*** Provided records Section Begins ***
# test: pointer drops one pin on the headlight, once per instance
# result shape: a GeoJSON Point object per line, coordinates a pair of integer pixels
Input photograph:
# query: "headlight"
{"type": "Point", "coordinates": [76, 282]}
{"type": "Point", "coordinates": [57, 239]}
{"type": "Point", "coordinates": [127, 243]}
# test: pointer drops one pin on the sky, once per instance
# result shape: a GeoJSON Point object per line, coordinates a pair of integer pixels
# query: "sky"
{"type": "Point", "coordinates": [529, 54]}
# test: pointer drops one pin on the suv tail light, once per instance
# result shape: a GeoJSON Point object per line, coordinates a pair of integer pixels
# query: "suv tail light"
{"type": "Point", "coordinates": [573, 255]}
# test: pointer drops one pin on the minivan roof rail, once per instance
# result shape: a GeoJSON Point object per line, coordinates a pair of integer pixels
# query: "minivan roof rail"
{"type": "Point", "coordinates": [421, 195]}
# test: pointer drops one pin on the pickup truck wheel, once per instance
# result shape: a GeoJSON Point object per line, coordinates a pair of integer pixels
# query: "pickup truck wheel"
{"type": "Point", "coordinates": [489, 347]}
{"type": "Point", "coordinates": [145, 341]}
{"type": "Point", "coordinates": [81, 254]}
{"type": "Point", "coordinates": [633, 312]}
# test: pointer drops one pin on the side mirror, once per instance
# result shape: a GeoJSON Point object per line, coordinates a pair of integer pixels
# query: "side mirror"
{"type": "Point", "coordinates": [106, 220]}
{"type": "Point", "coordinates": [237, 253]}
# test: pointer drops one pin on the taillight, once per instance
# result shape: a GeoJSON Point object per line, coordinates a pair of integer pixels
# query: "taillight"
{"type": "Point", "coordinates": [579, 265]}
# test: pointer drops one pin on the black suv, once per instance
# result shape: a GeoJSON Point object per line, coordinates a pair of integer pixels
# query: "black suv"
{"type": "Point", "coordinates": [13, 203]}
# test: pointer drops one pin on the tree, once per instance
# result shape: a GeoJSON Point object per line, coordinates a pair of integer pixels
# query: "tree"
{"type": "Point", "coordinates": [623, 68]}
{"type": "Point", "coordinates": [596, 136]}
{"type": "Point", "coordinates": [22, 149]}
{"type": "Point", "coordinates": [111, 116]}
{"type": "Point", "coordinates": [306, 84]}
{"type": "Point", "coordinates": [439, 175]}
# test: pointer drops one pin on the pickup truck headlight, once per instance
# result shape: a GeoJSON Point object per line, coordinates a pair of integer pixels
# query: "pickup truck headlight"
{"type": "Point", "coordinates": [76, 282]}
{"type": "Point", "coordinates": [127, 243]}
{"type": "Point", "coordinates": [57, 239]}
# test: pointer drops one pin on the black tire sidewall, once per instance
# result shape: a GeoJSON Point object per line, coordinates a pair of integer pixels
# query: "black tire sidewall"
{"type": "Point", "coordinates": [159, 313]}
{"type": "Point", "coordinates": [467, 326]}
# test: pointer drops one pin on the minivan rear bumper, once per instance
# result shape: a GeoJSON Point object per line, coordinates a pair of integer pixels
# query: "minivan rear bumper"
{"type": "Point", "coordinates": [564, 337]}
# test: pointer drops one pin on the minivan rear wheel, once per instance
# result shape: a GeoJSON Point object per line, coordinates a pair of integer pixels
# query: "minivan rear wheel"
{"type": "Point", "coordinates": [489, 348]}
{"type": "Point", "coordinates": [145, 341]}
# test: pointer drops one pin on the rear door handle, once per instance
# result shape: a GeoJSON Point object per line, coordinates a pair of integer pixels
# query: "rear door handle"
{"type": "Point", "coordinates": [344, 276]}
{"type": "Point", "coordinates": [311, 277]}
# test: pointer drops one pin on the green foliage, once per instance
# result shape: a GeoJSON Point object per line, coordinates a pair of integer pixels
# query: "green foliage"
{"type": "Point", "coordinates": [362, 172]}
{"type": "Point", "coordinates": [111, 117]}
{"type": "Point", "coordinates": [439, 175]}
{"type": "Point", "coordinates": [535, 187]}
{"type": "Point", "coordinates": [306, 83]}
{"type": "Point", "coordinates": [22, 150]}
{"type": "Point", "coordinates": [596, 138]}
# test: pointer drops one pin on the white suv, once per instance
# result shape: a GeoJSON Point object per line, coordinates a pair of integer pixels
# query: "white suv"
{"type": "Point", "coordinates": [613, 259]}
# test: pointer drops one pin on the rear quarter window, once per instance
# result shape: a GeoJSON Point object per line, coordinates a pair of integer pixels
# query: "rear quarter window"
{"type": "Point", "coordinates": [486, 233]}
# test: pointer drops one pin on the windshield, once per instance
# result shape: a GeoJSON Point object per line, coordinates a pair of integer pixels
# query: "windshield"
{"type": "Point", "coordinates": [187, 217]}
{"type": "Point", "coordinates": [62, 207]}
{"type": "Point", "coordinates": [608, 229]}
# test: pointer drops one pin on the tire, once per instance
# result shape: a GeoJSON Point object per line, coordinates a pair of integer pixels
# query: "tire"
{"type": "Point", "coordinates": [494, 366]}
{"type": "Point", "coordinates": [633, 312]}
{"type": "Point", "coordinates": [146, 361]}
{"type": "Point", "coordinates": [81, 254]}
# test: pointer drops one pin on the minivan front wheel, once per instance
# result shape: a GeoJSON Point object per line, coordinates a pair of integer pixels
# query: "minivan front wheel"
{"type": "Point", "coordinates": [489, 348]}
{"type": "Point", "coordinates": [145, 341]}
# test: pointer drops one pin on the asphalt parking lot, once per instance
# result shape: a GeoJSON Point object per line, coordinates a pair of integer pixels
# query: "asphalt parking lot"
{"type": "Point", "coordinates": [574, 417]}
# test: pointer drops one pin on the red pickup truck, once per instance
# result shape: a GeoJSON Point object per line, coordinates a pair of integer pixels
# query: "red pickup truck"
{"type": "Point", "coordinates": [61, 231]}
*** Provided records Section Ends ***
*** Provided records Section Begins ***
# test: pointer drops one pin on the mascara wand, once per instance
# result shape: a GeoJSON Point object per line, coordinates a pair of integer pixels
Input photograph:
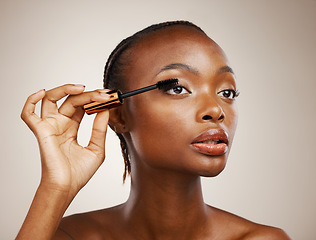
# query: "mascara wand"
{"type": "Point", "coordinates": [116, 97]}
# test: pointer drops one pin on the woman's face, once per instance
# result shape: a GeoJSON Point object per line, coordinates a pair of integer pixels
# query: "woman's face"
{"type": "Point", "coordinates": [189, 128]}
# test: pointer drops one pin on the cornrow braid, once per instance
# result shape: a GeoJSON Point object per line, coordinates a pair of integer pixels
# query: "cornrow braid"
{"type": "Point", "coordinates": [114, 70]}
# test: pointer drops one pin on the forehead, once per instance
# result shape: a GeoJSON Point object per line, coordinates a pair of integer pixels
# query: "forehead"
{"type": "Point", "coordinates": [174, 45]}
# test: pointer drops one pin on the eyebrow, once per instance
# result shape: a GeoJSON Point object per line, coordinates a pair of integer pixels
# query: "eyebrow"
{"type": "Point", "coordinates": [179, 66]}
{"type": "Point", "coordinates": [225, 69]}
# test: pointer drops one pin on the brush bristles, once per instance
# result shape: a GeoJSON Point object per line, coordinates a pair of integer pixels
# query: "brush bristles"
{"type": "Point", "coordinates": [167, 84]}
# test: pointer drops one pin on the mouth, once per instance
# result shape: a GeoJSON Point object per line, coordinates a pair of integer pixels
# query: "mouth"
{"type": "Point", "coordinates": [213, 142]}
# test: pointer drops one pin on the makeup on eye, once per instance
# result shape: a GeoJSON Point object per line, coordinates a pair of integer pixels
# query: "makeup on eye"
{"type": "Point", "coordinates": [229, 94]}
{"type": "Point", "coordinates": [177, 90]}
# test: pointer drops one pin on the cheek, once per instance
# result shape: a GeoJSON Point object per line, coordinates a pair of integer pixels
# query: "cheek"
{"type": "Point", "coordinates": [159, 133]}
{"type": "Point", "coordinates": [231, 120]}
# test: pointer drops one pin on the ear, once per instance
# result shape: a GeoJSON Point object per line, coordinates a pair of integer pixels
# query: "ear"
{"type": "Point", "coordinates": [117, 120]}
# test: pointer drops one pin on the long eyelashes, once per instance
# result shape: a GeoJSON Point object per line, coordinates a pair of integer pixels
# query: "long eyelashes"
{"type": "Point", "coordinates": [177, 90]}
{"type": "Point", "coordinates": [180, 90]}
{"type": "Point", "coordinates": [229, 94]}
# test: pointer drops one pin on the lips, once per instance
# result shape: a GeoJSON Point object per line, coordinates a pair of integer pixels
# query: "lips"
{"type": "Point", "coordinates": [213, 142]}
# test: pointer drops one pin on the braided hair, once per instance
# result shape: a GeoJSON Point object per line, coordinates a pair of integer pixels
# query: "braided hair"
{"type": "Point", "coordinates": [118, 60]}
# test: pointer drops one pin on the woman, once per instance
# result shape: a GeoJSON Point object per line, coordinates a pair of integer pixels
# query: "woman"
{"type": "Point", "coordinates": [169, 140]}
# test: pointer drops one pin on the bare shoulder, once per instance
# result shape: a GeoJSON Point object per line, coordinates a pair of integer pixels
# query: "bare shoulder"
*** Provided records Section Ends ***
> **Exercise**: Filter the entries down to the lines containing "bare". Copy each of those lines.

> **The answer**:
# test: pointer drops one pin on the bare shoulder, once per instance
# query: "bare shoulder"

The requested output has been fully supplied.